◆ Instruction: Output the following lines of the data verbatim, beginning with the line containing "Q: In the image above, where is the side" and continuing through the line containing "[77, 185, 1192, 750]", both of those lines included.

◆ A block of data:
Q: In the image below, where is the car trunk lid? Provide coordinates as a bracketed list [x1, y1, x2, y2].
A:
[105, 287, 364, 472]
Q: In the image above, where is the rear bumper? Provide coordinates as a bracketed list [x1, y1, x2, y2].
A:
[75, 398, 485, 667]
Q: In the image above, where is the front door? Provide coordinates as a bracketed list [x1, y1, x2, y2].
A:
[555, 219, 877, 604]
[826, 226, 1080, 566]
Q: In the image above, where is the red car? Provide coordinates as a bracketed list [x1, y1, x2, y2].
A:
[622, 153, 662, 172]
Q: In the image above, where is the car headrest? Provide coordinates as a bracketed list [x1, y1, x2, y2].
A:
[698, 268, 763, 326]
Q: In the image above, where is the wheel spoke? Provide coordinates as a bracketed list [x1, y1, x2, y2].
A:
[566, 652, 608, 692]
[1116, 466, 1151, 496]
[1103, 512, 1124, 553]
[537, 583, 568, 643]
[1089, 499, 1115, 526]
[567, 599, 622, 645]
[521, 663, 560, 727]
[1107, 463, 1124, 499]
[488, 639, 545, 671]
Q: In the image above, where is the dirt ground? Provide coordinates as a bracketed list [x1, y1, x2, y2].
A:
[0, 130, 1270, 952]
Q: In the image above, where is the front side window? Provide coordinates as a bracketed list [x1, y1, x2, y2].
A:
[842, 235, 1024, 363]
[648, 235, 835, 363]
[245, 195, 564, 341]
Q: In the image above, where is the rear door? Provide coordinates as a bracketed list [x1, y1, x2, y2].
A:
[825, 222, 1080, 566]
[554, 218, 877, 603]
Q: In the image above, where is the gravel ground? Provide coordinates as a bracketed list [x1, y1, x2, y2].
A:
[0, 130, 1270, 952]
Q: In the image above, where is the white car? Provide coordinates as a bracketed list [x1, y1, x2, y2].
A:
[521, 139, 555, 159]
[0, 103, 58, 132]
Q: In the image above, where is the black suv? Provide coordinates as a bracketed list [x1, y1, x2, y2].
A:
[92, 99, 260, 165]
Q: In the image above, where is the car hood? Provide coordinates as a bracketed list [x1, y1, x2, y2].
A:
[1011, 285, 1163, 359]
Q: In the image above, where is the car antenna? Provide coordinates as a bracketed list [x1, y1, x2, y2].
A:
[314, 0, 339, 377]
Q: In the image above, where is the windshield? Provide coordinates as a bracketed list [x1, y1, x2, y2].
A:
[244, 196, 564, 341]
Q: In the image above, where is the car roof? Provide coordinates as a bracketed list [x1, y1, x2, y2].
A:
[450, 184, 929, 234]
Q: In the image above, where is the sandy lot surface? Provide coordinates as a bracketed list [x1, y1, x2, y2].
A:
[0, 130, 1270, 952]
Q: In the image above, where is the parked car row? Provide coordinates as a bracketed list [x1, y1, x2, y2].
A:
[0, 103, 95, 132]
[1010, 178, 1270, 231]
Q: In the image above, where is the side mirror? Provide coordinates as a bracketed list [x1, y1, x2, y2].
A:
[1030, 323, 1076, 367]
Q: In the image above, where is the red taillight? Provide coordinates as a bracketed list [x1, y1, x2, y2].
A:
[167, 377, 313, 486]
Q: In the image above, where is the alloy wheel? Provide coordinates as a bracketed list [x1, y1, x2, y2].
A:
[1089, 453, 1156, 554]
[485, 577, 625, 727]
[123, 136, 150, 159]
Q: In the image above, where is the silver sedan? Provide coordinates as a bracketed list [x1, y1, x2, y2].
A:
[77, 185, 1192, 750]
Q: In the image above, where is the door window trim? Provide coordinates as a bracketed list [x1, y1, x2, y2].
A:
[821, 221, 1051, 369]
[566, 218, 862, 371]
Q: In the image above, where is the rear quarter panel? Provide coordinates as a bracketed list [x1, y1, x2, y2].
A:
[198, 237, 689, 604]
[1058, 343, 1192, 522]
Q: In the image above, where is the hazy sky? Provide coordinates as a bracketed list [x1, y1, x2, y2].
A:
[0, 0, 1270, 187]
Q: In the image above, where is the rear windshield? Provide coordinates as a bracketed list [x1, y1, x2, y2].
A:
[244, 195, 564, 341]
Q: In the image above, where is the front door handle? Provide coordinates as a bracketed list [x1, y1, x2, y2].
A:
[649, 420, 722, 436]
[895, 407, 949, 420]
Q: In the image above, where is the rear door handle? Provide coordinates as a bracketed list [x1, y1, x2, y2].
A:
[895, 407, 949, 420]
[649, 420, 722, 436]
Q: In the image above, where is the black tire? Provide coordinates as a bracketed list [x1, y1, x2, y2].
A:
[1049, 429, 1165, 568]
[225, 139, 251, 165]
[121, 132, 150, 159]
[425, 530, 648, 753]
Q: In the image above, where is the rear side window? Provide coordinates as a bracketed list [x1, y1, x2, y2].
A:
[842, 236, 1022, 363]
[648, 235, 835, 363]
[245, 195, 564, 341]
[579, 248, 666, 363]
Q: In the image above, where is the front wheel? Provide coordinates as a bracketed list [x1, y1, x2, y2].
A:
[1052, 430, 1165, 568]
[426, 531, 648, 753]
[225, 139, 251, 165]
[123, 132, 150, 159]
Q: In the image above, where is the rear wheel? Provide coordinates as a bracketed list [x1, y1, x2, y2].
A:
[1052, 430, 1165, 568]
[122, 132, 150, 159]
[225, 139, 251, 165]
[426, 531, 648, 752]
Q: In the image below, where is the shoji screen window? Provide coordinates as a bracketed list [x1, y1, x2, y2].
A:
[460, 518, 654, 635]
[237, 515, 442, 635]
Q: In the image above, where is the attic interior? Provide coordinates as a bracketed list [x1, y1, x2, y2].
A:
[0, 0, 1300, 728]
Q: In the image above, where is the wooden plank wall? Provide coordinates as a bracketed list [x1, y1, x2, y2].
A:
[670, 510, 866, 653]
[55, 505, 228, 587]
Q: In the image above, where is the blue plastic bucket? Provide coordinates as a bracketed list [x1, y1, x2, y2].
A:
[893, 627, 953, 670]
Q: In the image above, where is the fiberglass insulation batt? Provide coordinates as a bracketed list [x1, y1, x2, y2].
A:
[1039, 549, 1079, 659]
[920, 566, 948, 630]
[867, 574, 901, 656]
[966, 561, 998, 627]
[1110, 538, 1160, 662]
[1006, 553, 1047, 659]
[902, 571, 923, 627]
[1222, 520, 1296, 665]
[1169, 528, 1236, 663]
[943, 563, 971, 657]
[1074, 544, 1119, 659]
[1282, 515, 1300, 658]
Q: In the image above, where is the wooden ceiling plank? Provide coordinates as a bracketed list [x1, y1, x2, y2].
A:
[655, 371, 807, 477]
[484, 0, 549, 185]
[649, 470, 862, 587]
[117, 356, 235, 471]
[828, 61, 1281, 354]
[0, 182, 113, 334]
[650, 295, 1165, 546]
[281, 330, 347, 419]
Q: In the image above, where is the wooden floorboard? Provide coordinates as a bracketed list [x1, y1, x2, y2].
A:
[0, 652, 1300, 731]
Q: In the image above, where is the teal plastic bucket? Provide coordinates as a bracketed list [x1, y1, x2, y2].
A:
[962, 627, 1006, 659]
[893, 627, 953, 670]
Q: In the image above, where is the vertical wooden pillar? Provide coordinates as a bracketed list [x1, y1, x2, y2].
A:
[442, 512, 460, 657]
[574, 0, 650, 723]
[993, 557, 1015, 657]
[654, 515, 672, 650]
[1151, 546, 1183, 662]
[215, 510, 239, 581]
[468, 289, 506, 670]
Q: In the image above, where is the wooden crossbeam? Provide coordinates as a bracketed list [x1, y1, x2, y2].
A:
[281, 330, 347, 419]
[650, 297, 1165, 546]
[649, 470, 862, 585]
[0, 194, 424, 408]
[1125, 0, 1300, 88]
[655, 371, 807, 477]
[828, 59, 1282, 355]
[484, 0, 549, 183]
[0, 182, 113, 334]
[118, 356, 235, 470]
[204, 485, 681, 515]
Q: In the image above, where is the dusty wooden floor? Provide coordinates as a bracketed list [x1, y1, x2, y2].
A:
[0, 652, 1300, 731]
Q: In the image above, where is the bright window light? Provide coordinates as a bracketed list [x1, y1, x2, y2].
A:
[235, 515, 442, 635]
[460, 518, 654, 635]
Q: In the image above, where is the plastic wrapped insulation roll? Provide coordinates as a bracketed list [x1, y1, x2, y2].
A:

◆ Answer to this task:
Q: In the image above, where is the side mirror? Provide coordinates as a bracketed list [x1, y1, x2, y2].
A:
[1030, 323, 1076, 367]
Q: In the image above, where is the red taillight? Provide coordinates as a bracketed list [x1, y1, x2, y2].
A:
[167, 377, 313, 486]
Q: In the image above, where is the alloy wheel? Provide coordinates as a bracketed list [x1, y1, x2, y2].
A:
[1089, 453, 1156, 554]
[485, 577, 625, 727]
[123, 136, 150, 159]
Q: In the image above, where is the silver sedan? Provide coordinates as a bracketed list [x1, y1, x2, y2].
A:
[77, 185, 1192, 750]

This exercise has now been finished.